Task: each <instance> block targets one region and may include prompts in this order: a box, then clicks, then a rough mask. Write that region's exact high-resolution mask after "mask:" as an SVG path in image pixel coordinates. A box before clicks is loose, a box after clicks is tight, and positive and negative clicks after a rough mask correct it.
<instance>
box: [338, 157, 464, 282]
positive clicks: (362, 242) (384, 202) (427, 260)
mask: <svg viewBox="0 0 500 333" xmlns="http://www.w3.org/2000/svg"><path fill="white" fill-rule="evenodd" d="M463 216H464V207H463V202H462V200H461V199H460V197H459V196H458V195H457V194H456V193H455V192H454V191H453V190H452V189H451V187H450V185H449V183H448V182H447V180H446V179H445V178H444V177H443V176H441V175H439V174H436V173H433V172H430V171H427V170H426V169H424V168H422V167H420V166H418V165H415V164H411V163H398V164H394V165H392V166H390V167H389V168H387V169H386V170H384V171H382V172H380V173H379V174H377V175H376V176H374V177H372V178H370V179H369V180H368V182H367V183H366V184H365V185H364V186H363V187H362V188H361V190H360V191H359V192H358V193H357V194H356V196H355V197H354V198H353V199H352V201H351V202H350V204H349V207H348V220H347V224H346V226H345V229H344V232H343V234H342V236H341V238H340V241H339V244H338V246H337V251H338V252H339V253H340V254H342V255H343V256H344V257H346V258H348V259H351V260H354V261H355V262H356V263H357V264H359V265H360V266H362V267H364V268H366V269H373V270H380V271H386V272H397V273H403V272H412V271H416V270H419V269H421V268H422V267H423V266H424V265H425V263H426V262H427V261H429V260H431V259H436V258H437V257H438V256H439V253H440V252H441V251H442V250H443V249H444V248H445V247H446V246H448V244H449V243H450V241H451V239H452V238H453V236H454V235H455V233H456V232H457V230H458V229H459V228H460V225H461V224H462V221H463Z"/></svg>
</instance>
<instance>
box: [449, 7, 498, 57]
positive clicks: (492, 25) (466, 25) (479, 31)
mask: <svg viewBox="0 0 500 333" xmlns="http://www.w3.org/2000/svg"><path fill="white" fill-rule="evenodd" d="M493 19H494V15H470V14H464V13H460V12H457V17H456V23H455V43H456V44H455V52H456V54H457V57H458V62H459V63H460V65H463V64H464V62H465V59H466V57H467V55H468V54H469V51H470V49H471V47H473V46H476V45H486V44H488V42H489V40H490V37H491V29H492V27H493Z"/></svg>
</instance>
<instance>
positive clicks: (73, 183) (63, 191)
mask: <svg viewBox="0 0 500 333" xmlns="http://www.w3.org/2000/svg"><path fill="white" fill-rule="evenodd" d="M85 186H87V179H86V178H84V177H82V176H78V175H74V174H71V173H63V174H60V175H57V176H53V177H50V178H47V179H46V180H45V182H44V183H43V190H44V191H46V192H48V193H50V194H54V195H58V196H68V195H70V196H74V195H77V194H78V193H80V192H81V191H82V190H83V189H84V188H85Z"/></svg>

#####

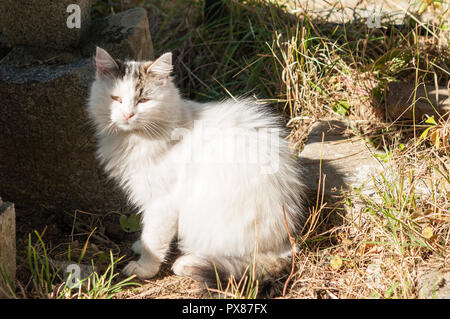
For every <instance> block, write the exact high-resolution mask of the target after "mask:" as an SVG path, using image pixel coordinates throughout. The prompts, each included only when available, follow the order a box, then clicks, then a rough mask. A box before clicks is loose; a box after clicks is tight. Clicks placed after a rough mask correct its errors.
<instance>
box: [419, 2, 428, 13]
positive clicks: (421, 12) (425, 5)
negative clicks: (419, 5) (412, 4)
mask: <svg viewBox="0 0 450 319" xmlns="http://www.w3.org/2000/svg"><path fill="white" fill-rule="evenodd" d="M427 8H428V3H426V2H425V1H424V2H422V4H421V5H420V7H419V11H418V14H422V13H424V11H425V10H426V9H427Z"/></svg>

#####

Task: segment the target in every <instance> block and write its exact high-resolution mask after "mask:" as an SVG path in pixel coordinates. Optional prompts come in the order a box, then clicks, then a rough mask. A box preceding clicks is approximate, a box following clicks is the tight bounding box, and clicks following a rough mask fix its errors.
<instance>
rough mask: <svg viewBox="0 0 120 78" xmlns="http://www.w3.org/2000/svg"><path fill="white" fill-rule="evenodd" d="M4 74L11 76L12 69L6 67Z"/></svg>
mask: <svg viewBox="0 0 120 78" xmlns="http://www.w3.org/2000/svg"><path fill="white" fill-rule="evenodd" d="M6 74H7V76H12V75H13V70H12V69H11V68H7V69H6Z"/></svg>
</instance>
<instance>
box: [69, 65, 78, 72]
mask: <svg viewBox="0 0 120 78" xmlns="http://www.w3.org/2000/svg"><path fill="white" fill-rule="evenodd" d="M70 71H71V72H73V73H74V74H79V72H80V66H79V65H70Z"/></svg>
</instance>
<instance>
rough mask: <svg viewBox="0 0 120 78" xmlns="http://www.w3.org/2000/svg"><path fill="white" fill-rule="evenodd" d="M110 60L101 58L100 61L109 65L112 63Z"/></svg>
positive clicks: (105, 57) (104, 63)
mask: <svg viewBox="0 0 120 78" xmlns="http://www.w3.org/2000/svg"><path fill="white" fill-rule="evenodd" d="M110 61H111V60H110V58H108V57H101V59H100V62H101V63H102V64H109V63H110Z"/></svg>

#####

**Exercise prompt:**
Your reply should consist of one number: how many lines of the material above include the word "errors".

**Answer section:**
2